_Problem requirements_.
Print the lines of the listing below verbatim from its first line through the line bearing "[pin] window shutter". Any pictures are to be omitted.

Segment Open

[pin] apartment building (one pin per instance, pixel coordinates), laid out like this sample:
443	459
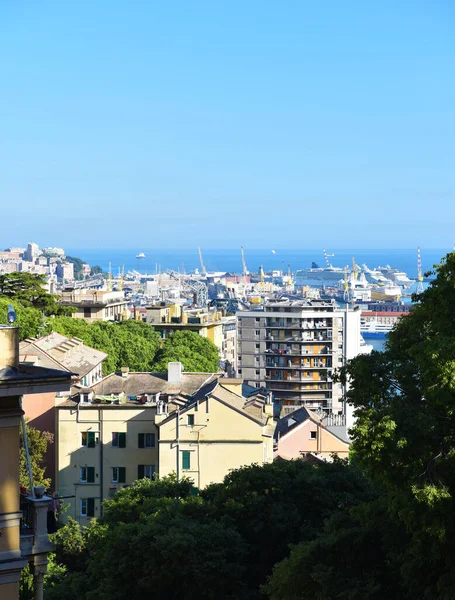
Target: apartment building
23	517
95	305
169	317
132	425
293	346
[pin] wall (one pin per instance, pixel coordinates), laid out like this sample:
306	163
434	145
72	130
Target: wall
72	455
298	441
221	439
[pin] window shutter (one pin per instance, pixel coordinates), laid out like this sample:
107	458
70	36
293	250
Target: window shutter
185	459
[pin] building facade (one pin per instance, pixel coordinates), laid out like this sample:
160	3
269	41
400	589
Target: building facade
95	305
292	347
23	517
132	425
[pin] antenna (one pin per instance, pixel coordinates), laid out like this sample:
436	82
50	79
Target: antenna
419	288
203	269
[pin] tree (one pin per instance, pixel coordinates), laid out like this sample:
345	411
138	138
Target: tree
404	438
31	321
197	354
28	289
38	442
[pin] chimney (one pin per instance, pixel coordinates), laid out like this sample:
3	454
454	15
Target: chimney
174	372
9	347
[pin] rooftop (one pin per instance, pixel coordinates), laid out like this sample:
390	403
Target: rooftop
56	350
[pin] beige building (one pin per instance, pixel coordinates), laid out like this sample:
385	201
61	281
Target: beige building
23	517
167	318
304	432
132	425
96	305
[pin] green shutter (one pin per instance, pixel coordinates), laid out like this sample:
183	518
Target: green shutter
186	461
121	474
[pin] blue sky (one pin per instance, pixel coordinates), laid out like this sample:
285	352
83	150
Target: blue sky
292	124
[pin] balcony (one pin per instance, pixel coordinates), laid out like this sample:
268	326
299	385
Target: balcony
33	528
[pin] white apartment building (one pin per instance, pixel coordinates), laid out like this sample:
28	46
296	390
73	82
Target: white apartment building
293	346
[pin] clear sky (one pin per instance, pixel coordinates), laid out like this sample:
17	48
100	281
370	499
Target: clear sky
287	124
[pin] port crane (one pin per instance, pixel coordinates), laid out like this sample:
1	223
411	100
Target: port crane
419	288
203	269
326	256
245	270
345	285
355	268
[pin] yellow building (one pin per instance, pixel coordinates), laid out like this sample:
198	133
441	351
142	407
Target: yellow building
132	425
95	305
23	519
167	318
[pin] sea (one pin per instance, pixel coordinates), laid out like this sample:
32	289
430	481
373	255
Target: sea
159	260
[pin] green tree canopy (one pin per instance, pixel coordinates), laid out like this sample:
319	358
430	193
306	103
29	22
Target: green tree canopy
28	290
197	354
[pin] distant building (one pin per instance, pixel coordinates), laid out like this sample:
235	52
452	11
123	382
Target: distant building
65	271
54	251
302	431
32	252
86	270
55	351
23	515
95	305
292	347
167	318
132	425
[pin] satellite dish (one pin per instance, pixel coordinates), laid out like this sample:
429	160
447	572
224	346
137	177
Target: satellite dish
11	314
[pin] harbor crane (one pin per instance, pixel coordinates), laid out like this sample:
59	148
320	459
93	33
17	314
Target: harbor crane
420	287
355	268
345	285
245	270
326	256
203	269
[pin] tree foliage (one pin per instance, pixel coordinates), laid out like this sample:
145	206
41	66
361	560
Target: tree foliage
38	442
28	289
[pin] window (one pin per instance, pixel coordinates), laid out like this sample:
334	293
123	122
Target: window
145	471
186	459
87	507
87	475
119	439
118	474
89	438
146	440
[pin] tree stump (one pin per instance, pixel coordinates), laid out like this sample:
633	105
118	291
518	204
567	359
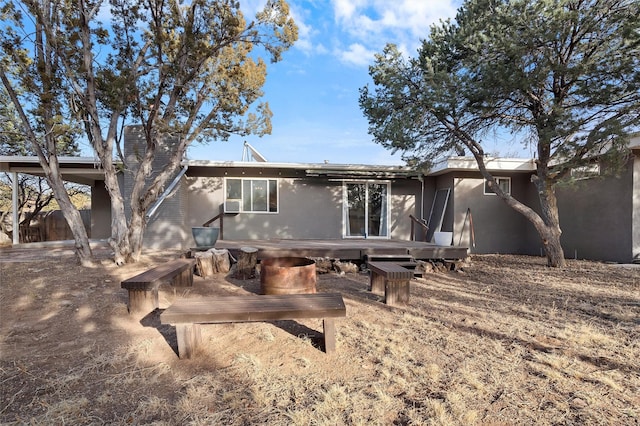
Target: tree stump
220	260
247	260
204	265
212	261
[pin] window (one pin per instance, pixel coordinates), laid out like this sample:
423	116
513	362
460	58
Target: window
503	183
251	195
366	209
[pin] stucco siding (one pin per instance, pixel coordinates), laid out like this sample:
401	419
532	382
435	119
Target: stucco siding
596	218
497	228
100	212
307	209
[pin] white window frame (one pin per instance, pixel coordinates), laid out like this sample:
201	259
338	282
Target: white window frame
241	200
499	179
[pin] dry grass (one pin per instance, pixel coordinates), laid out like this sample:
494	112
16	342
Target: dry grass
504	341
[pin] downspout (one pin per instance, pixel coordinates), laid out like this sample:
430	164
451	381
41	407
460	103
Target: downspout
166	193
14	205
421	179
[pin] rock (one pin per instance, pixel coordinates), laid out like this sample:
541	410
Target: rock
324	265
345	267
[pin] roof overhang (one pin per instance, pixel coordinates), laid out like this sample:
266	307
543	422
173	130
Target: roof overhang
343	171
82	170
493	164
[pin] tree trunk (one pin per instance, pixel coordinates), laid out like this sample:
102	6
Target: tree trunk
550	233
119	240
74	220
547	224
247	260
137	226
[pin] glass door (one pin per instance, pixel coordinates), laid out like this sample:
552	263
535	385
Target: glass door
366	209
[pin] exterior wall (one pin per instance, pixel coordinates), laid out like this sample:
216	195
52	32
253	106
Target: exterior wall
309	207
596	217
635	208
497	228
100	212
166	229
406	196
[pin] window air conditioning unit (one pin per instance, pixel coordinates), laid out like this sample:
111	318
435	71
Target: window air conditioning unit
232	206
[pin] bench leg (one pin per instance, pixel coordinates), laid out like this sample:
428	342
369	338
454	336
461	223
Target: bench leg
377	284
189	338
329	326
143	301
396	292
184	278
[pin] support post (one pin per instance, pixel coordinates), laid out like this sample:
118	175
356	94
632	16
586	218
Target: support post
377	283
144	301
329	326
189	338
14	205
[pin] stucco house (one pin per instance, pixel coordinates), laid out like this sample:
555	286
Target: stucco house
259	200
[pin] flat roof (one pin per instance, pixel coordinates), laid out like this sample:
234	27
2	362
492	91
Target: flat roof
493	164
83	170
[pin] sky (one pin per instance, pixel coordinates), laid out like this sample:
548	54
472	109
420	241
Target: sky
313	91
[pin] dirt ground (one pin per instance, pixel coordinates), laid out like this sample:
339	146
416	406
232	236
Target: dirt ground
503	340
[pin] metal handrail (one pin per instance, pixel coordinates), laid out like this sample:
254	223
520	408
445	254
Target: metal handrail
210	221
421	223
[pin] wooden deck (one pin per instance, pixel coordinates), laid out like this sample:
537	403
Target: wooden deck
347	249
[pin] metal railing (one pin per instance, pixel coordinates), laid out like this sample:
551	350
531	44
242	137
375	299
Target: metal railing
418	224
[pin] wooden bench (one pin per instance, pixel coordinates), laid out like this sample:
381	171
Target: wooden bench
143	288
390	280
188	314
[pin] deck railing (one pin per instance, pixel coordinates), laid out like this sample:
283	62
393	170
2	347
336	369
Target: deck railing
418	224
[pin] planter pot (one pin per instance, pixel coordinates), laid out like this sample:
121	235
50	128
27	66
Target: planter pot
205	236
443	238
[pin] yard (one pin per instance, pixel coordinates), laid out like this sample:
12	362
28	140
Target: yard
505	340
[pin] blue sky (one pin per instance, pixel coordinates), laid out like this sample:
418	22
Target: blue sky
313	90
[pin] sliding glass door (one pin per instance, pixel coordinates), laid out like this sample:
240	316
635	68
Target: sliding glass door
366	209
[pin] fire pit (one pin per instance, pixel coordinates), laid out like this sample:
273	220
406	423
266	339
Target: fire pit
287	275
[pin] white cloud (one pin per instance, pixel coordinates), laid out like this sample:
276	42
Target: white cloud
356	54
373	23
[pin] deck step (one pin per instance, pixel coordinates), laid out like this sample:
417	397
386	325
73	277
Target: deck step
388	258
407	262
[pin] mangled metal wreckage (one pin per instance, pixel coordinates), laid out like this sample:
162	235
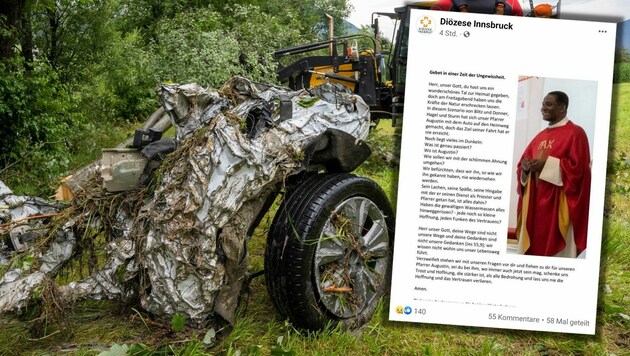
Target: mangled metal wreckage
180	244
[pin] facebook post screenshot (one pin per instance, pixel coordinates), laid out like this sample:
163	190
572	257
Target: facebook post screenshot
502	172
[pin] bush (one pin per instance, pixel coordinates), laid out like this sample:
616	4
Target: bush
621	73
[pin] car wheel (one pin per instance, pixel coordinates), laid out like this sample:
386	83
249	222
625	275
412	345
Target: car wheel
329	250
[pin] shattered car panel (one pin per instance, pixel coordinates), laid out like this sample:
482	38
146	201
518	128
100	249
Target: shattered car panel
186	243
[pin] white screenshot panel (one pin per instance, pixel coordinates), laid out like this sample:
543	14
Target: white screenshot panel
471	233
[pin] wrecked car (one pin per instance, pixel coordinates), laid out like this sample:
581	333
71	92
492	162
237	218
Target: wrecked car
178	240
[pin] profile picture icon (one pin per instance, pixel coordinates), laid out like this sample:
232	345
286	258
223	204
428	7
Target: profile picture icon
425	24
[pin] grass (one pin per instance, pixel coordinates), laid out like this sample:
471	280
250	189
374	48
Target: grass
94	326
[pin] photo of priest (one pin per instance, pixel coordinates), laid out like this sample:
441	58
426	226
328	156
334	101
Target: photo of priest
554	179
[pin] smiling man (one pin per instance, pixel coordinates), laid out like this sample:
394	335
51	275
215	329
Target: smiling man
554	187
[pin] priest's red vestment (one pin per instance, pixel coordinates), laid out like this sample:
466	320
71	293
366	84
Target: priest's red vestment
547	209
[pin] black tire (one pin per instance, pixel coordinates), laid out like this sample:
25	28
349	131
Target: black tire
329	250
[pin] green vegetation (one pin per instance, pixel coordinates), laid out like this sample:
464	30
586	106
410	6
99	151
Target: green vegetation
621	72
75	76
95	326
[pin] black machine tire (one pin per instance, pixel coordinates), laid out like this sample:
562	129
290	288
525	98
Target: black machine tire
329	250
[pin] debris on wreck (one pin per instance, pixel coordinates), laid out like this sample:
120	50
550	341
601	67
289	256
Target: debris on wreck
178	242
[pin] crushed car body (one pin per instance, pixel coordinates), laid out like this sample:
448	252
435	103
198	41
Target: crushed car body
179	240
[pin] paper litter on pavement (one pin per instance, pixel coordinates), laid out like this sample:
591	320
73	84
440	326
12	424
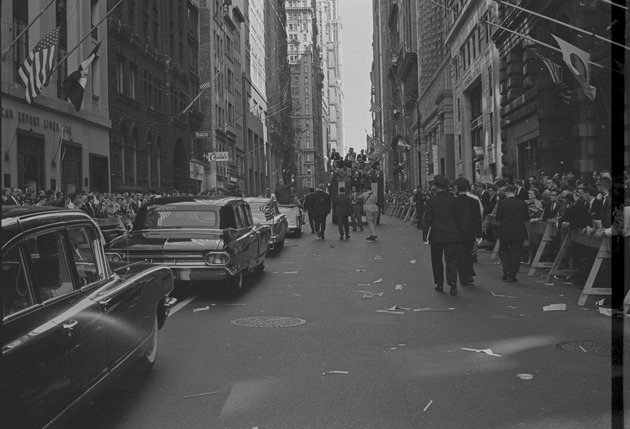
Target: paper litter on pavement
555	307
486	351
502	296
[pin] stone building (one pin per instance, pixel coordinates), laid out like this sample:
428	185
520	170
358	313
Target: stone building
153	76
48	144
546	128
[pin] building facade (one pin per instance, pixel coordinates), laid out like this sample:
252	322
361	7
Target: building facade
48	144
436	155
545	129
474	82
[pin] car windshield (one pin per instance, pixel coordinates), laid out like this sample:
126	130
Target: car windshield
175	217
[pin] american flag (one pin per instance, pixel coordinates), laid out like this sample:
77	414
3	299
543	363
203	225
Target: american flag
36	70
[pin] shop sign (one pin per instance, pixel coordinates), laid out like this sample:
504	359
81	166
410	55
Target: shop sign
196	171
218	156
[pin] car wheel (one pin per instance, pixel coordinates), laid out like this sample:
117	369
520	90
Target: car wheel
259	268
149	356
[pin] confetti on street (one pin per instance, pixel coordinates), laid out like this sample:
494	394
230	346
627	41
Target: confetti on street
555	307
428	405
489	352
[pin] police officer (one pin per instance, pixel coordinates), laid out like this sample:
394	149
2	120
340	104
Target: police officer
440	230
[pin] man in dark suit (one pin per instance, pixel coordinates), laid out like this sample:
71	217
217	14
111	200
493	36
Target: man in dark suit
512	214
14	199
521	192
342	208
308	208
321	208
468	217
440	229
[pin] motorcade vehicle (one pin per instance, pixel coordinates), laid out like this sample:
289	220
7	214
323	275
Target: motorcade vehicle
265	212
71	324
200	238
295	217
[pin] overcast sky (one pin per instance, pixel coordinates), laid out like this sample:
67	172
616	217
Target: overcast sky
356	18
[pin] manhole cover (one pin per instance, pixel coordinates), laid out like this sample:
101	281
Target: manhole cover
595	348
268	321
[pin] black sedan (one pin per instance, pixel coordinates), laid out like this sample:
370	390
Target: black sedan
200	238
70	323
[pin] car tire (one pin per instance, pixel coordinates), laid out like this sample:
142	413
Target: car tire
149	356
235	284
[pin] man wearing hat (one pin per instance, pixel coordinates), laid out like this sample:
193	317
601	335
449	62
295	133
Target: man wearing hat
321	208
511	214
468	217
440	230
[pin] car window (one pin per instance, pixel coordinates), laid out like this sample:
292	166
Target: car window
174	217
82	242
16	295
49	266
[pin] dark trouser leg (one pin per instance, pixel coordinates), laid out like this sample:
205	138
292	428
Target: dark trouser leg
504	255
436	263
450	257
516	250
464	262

Segment Closed

_Response to this exercise_.
[pin] apartment building (one pin per instance, pixel coordinates), laid out like this sample:
443	459
Target: apartment building
23	517
95	305
169	317
132	425
293	346
[pin] wall (one pin per instance, pixel coordinates), laid out like this sample:
306	163
434	145
72	130
Target: wall
72	455
298	441
221	439
[pin] window shutter (one pin per instance, pixel coordinates), laid out like this sample:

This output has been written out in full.